*Goal of the exercise*:
Print the records below exactly, leaving out nothing.

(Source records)

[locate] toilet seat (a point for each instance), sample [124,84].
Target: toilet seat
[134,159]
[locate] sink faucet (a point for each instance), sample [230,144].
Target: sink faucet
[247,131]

*Solution for this exercise*:
[locate] toilet seat (a point for each instance), sample [124,84].
Target: toilet seat
[134,159]
[locate] sink faucet (a point for each instance), sample [230,144].
Target: sink faucet
[247,131]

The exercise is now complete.